**RECORDED INFORMATION**
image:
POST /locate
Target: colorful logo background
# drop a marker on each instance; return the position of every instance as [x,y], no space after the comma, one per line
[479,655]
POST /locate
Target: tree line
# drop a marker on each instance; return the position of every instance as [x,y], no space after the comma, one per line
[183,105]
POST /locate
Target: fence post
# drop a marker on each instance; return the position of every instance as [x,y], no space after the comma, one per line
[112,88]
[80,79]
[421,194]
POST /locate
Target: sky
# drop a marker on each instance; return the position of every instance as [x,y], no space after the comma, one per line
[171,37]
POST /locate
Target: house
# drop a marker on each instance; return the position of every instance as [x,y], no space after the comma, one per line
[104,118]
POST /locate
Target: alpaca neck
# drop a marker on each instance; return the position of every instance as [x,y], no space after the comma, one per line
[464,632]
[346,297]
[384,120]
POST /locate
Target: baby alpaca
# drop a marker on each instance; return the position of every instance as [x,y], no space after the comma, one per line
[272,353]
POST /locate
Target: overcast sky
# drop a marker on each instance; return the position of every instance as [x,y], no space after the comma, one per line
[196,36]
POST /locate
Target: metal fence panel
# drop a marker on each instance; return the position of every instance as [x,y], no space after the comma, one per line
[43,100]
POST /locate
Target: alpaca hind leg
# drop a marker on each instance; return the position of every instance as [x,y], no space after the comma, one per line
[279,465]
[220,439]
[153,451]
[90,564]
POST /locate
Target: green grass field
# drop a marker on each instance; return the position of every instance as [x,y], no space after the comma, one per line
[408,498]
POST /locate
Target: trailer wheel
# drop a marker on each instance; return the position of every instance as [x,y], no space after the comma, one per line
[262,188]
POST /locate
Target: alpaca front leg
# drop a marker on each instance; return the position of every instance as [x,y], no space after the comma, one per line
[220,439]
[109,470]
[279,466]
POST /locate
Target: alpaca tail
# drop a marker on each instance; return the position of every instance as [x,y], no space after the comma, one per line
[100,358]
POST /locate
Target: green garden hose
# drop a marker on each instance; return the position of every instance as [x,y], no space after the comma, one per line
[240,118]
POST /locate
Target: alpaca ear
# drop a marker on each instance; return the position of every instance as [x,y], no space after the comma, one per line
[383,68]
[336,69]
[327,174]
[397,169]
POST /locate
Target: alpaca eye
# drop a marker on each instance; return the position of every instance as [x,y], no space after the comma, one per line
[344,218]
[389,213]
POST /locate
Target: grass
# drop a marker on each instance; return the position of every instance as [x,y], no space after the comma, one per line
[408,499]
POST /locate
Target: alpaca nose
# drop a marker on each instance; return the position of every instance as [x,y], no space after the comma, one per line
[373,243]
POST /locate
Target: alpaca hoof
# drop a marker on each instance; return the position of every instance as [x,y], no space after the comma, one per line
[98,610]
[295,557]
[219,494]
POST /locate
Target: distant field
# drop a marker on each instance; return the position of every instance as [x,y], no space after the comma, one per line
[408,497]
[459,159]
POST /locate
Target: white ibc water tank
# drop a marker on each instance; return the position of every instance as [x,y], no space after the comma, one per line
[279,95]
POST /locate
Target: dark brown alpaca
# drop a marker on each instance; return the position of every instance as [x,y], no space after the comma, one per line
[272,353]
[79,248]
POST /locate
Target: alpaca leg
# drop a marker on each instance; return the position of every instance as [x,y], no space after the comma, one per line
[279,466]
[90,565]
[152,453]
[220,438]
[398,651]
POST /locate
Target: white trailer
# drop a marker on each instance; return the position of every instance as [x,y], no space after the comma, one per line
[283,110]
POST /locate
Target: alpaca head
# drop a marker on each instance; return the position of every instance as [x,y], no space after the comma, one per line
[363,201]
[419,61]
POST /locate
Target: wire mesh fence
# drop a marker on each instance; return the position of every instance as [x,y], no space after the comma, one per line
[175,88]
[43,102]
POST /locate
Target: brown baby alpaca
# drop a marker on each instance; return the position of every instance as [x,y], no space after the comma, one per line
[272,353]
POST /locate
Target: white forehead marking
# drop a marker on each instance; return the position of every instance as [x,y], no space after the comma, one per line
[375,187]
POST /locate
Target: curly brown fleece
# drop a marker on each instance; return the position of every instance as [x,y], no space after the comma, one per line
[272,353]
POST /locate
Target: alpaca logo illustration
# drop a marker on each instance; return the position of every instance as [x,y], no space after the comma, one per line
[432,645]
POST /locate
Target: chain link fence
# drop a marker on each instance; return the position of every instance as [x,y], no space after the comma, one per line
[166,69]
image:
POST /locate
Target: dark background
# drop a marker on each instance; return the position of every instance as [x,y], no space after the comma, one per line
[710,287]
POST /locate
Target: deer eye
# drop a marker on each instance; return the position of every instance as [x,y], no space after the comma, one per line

**EXERCISE REQUIREMENTS**
Give the entries once more, exactly as they appear.

**RIGHT ANSWER**
image:
POST /locate
Target: colorful logo background
# drop a marker on each instance; return the position of every instance as [x,y], no space after the comma, one per line
[479,655]
POST /locate
Target: tree line
# drop a marker on each instance; return the position of every instance as [x,y], no space after the comma, one per line
[183,105]
POST /locate
Target: fence post
# drop a marker on each instance; return the position of every instance as [x,y], no space after the comma, one per line
[112,88]
[80,79]
[421,194]
POST /locate
Target: sky
# drop a marker on each instance; return the position of every instance as [x,y], no space after the comma, one per line
[171,37]
POST /locate
Target: house
# drop a marker on each instance; return the position of every instance as [x,y], no space after the comma, one per line
[104,118]
POST /locate
Target: alpaca neck
# drop a marker on each instance; return the position of every instance as [x,y], no space after the comma, one per line
[464,632]
[346,297]
[384,120]
POST /locate
Target: baby alpaca
# drop a marker on each instance; return the position of every instance as [x,y], no space after the comma, one per line
[272,353]
POST /locate
Target: overcast sky
# drop a marker on each instance; return the position of every instance as [x,y], no space after the comma, one per line
[196,36]
POST /locate
Target: metal fence panel
# drop a marker on each instance; return the position of every instance as [x,y], no space after the comma, one per line
[43,100]
POST /locate
Target: alpaca hind leg
# drop a marker on each instance; return the position of every instance as [x,y], no space after the comma, one per line
[279,465]
[220,439]
[153,451]
[90,564]
POST /locate
Target: green grass field
# drop a marker on each instance; return the position of every instance as [x,y], no space after the comma, one per line
[408,498]
POST /locate
Target: trailer wheel
# drop a marker on each instance; return the position of every instance as [x,y], no space after the comma, one per line
[262,188]
POST /locate
Target: alpaca front leg
# drop a marker on each instance; return the position of every instance as [x,y], no space after the comma, one per line
[220,439]
[109,470]
[279,466]
POST /locate
Target: alpaca tail
# drop a marker on each instance; return the position of every instance as [x,y], no space after the comma, one per line
[100,358]
POST /locate
Target: green garden hose
# drop a marker on each instance; return the position of every instance as [x,y], no space after the comma, one per line
[240,118]
POST /locate
Target: alpaca ear
# drop a marker on each instance; return the position of every instance as [x,y], no space after the comma, one per line
[383,68]
[336,69]
[327,174]
[397,169]
POST /locate
Target: alpaca eye
# drop a marker on each instance; return the position of every instance as [x,y], no space after the comma, one per line
[344,218]
[389,213]
POST /locate
Target: grass
# drop a marker on each instance; return the position of every instance as [x,y], no space after the comma, one per line
[408,499]
POST /locate
Target: alpaca nose
# drop a marker on each instance; return the position of every instance as [x,y], no space after the comma, one per line
[373,243]
POST /locate
Target: alpaca hoof
# drop a marker on each instance; return the position of every instance as [x,y], no space after the comma, one per line
[98,610]
[295,557]
[219,494]
POST /locate
Target: distant field
# drop a marker on each instance; return the position of every instance as [x,y], no space after the comma, one per line
[408,497]
[459,159]
POST /locate
Target: white ibc water tank
# drop a marker on each instance; return the position of every instance as [x,y], no space after the comma, one per line
[279,95]
POST /locate
Target: dark brown alpaca
# drop a marker on each instance; return the position of every instance as [x,y], no space after the comma, one per line
[272,353]
[79,248]
POST /locate
Target: alpaca leg
# drop a marker on each instance; return the position of every instance as [x,y], no space after the comma, one per line
[279,466]
[90,565]
[152,453]
[220,438]
[398,651]
POST /locate
Target: white trailer
# drop a marker on each instance; return the position of every instance as [x,y], no space after the comma, one per line
[283,110]
POST /locate
Target: alpaca head
# drop a marker on each instance; return the position of every instance as [x,y], no space after the comma, one per line
[363,201]
[419,61]
POST /locate
Target: wire mesh fence
# drop a marker on each instance; return the position of every instance as [x,y], no space after the comma, one per line
[175,88]
[43,102]
POST /locate
Target: brown baby alpaca
# drop a marker on each instance; return the position of every instance as [x,y], no space after the comma, one per line
[272,353]
POST /locate
Target: white forehead marking
# drop a marker on each instance; return the position of every instance as [x,y], no space after the comma, one per line
[375,187]
POST /locate
Target: curly brown fleece
# drop a marker on each instance; return the position of every instance as [x,y], no space after the comma, one per line
[272,353]
POST /locate
Target: alpaca logo illustration
# drop a marker on each instance; return the position of every instance as [x,y], no space after the comma, one per line
[432,645]
POST /locate
Target: chain link fence
# drop a marker on each instance; return the position of every instance as [x,y], no space after the comma, one per line
[166,69]
image:
POST /locate
Target: dark background
# drop a marker on each instance; return the position of every instance as [x,y], no space after the comma, one per line
[710,287]
POST /locate
Target: deer eye
# drop a marker on each instance; return the position of every instance as [x,y], no space after the comma, one per line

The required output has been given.